▶ WHAT THE EXERCISE ASKS
Without changing a character, return the entries, but not the images they hold.

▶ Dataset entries

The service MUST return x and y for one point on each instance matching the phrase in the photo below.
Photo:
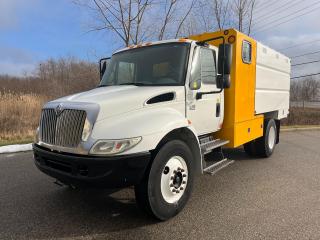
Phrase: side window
(208, 66)
(126, 72)
(246, 52)
(195, 68)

▶ OUTPUT BELOW
The service MUST return x and y for one point on each instance matching the phrase in the photo below.
Photo:
Phrase: side window
(208, 66)
(126, 72)
(246, 52)
(195, 68)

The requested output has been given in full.